== Excerpt provided

The free agency frenzy's in the rearview mirror, the draft is in the books -- and the schedule is out.
The NFL in 2023 doubles as a weekly fistfight between under-center icons eyeing Super Bowl windows. Especially in the top-heavy AFC, where you and I will be spending more quality time with Patrick Mahomes, Josh Allen and Aaron Rodgers than we do with our actual human counterparts. In the less-shiny NFC, it largely boils down to what Football Gods, Inc. has in store for Jalen Hurts and the power-loaded Eagles.
Sure, we're still ages away from September, but what's stopping me from unfurling my Way Too Early Top 10 QB Candidates For MVP? Not my editors, that's for sure. Let's roll.
NOTE: The odds provided by Caesars Sportsbook & Casino are current as of 1 p.m. ET on Friday, May 12.
A savvier blogger would throw Dak Prescott atop this list, sit back as our social media team drops that dirty bomb onto Twitter and watch the world burn into a dark dream.
Mahomes, though, provides all the drama we need. He's the origin story, the figure NFL marketers, schedule-makers and every soul in this newsroom revolve around as we head toward the 2023 campaign. If I gained anything writing last season's QB Index, it was a newly minted, deep trust in Kansas City's polestar to deliver. No matter what. Mahomes seems to contribute his greatest heroics when banged up, spinning spells regardless of the surrounding cast.
Realistically, Mahomes is a solid candidate to top last season's feats -- leading all passers in yards (5,250) and touchdowns (41) while throwing 12 picks -- as Andy Reid continues to world-build in a post-Tyreek Hill universe.

====
== Stored rows

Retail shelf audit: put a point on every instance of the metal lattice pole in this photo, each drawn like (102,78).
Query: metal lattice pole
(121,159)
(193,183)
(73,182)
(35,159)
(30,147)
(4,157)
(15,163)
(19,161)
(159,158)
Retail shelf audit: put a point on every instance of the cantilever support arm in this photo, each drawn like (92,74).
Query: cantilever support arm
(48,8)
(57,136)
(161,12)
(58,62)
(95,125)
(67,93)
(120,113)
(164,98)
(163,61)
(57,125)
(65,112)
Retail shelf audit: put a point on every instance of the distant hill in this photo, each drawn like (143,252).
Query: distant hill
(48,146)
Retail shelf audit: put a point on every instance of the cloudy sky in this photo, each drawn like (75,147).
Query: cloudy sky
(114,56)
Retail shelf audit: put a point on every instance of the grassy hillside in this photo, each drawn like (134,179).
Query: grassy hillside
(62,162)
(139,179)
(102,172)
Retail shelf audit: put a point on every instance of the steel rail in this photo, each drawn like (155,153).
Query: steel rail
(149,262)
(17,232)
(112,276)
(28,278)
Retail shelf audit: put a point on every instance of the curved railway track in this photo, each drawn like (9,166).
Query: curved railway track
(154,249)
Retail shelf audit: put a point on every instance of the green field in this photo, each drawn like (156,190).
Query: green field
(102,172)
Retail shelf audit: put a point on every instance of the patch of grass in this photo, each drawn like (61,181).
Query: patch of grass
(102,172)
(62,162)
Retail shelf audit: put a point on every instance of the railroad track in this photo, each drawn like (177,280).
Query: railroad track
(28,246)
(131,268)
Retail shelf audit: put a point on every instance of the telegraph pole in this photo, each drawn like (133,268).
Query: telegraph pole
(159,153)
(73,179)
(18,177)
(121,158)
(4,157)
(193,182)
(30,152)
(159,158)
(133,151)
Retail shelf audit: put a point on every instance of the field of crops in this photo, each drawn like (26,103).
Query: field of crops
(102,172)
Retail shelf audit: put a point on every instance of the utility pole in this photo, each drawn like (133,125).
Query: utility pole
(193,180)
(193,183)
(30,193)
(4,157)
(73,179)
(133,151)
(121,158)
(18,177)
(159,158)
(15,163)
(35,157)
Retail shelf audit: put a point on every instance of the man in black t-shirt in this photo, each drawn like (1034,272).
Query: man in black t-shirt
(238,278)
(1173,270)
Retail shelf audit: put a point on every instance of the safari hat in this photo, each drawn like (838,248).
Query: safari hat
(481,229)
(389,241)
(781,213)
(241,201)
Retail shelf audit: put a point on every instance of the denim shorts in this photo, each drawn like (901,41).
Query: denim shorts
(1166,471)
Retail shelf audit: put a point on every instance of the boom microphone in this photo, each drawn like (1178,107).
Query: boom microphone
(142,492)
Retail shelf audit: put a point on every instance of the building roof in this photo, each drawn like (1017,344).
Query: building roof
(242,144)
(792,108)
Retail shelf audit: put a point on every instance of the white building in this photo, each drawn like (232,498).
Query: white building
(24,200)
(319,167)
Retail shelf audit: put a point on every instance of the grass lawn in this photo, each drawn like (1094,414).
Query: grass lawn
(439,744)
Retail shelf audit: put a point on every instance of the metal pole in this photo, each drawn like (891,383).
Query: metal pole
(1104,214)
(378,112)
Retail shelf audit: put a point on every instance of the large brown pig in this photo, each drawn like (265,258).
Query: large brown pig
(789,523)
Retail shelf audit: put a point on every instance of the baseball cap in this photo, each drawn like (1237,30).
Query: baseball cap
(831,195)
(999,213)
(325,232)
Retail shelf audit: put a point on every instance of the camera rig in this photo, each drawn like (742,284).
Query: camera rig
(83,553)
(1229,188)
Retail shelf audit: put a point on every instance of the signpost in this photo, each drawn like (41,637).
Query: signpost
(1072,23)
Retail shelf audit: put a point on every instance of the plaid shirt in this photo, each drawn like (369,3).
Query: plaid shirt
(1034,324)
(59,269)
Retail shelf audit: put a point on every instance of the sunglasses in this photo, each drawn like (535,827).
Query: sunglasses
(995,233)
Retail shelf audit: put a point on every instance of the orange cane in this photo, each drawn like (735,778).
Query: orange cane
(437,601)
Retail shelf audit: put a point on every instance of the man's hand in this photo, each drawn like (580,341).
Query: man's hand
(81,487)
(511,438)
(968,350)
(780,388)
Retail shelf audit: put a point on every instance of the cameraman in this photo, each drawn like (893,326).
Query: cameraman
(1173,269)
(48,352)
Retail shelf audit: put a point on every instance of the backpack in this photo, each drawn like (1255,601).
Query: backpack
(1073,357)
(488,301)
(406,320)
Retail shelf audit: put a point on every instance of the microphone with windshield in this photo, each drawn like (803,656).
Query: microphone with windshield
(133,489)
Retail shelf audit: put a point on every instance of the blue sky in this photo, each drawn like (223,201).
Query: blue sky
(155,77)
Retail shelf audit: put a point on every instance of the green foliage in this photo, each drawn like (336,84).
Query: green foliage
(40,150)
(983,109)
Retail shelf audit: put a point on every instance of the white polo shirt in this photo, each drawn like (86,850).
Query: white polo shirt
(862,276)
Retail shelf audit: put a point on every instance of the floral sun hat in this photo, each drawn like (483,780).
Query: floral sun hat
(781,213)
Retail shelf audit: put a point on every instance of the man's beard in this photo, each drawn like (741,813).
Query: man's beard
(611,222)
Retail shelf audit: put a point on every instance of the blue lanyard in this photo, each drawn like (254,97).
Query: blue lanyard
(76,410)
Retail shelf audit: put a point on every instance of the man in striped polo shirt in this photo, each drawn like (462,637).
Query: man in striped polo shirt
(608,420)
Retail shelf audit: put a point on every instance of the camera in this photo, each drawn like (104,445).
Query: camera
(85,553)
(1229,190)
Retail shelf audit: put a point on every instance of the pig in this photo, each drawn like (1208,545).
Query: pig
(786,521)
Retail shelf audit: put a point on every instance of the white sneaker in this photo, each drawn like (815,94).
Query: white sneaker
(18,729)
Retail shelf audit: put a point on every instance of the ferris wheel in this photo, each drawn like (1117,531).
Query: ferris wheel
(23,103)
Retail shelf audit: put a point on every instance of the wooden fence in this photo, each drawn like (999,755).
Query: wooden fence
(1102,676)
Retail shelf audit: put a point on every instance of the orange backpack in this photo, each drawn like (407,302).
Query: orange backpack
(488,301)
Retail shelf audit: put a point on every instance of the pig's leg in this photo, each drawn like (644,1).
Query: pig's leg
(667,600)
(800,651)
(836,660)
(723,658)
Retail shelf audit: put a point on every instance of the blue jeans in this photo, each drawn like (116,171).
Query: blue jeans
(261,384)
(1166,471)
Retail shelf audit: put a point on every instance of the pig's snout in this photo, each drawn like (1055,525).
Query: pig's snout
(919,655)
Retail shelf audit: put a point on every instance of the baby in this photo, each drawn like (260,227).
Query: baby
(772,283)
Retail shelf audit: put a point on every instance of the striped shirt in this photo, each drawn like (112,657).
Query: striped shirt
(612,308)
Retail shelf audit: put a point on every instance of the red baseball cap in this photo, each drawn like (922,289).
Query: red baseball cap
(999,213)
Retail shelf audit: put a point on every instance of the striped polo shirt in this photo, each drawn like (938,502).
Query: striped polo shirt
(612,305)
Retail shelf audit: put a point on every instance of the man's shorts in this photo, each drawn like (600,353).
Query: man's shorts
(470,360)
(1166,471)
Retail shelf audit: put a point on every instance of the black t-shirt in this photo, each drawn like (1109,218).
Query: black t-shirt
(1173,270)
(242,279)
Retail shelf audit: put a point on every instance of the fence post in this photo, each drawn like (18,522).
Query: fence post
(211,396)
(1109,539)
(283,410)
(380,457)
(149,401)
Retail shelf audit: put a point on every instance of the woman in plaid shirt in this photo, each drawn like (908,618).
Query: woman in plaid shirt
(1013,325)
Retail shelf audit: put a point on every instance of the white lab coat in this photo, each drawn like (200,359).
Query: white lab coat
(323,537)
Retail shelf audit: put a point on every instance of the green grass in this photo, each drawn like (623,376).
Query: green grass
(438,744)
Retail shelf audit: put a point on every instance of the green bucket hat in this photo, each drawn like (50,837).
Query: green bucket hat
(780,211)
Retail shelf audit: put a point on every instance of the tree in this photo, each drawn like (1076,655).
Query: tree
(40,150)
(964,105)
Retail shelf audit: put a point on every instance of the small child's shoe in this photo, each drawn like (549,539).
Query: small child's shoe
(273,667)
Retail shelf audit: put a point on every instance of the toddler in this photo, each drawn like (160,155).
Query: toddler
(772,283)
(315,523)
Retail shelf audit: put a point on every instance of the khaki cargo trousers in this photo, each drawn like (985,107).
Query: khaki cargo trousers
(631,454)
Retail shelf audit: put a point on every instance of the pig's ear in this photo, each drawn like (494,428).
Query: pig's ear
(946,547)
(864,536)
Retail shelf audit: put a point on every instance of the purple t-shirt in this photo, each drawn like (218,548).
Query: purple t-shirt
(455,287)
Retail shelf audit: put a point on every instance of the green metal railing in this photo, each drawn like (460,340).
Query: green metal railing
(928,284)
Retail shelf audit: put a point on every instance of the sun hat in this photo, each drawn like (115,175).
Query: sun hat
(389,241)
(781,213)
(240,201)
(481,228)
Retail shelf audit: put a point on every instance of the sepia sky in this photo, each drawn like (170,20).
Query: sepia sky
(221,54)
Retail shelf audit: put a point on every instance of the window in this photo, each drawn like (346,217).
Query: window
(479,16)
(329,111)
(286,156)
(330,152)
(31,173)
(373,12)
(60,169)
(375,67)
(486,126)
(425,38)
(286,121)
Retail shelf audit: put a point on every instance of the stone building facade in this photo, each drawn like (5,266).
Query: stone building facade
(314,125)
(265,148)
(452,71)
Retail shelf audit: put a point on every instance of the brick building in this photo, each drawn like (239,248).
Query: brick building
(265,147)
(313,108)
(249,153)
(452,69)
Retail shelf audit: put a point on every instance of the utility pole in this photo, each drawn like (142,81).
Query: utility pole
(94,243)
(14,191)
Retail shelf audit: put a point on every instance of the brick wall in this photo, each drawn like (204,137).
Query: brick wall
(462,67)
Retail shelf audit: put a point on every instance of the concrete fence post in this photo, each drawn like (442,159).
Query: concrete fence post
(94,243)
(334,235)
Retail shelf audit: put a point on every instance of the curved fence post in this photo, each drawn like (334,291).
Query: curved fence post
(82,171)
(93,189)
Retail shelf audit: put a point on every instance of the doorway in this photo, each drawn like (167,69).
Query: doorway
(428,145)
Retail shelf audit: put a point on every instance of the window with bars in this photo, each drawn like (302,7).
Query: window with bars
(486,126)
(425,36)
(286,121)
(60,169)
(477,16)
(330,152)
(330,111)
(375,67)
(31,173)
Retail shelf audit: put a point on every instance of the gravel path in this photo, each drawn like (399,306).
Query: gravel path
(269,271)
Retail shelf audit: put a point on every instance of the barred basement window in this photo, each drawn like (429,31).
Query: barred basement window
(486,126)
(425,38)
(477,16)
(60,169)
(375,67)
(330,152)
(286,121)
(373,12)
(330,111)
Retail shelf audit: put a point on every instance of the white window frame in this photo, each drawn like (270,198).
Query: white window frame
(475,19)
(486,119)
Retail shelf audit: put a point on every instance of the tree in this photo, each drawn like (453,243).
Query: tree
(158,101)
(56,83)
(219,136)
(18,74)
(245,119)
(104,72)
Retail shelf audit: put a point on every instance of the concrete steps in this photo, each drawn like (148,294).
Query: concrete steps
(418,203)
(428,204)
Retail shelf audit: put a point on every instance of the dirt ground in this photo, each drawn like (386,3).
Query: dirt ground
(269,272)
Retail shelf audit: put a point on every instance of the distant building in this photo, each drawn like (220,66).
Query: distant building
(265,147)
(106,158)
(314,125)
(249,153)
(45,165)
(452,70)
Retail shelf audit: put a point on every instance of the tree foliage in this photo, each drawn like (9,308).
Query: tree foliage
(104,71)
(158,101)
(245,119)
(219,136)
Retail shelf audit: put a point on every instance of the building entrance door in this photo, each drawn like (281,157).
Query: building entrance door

====

» **Directives**:
1. List every person the NFL MVP preview mentions by name.
2. Pick up the NFL MVP preview after its last sentence and keep writing it.

» **Task-by-task answers**:
1. Patrick Mahomes, Josh Allen, Aaron Rodgers, Jalen Hurts, Dak Prescott, Andy Reid, Tyreek Hill

2.
The best quarterback on Earth will face a flock of familiar foes this season -- Joe Burrow, Josh Allen, Justin Herbert and Jalen Hurts -- while confronting Aaron Rodgers for the first time. It all starts, though, against Jared Goff and the frisky Lions in the NFL Kickoff Game.
Flip-flop a few of Madeleine L'Engle's wrinkles in time, and we're spending all offseason talking about Super Bowl MVP Jalen Hurts and an Eagles dynasty-in-the-making. Philly's quarterback dazzled on the biggest stage, accounting for 374 total yards and four touchdowns before Mahomes played king.
Hurts grew as much as any passer league-wide in 2022, refining his downfield artistry to turn A.J. Brown and DeVonta Smith into a nasty pair of 1,000-yard receivers. Hurts blinds you with his lasers, then barrels through you -- breaking your will -- with his rare power as an open-field rumbler.
He'll face the league's toughest strength of schedule -- five of the past six teams who did so missed the playoffs -- but the well-built, gnarly Eagles give me '89 Niners vibes. It's not hard to picture them as an angry asteroid rolling through a milquetoast NFC.
In another reality, Burrow exists as a 1930s matinee cowboy hired out by Columbia Pictures to roam the Santa Susanas. In our time, he's arrived to save a Bengals club struggling for oxygen until he strode in. Burrow capped last season with Pro Football Focus' highest passing grade, finishing the regular season with eight straight wins and trailing only Mahomes in touchdown tosses.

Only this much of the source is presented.